Tujuan Latihan >> Tuliskan kembali tanpa diubah bagian berita tentang Pilkada di tengah pandemi di bawah ini, mulai dari "Berdasarkan riset yang" sampai dengan "Sabtu, 5 September.".

::: Bagian Teks :::

Pilkada di Tengah Pandemi, LSI Ungkap Potensi Jumlah Pemilih akan Menurun
Ilustrasi pemilihan umum (Irfan Meidianto/VOI)

Bagikan:

JAKARTA - Direktur Eksekutif Lingkar Survei Indonesia (LSI) Djayadi Hanan mengungkapkan adanya kemungkinan penurunan partisipasi pemilih di Pilkada 2020 yang akan digelar 9 Desember mendatang. Dia mengatakan, ada potensi penurunan partisipasi pemilih hingga 40 persen dari tahun sebelumnya.

Berdasarkan riset yang dilakukannya di belasan daerah yang menggelar Pilkada di tahun ini, angka penurunan ini terjadi karena mereka takut datang ke tempat pemungutan suara (TPS). Hanya saja dia tak menjelaskan lebih lanjut soal metode maupun jumlah respondennya.

"Belasan daerah yang kami lakukan riset, ada 15-46 persen masyarakat, kebanyak 20-46 persen menyatakan mereka tidak akan datang ke TPS," kata Djayadi dalam webinar bertajuk Pilkada dan Konsolidasi Demokrasi Lokal, Sabtu, 5 September.

"Jadi katakan ada sekitar 20-46 persen masyarakat yang enggan atau kemungkinan besar tidak mau datang ke TPS itu artinya ada potensi penurunan partisipasi," imbuhnya.

Lebih lanjut, LSI juga menyinggung permasalahan lain dalam pelaksanaan pilkada serentak di tengah pandemi COVID-19 yaitu mengenai kampanye daring yang bakal dilakukan pasangan calon kepala daerah.

Menurut Djayadi, pilkada tahun ini sangat memberikan keuntungan bagi petahana. Sebab, sejak Maret lalu mereka lebih sering mendapatkan sorotan karena menjadi penanggungjawab masalah COVID-19.

::: Data yang Diberikan :::

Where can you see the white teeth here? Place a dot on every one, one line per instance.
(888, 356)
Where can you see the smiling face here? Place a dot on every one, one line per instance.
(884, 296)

:::

Jawaban Tertulis >>
Berdasarkan riset yang dilakukannya di belasan daerah yang menggelar Pilkada di tahun ini, angka penurunan ini terjadi karena mereka takut datang ke tempat pemungutan suara (TPS). Hanya saja dia tak menjelaskan lebih lanjut soal metode maupun jumlah respondennya.

"Belasan daerah yang kami lakukan riset, ada 15-46 persen masyarakat, kebanyak 20-46 persen menyatakan mereka tidak akan datang ke TPS," kata Djayadi dalam webinar bertajuk Pilkada dan Konsolidasi Demokrasi Lokal, Sabtu, 5 September.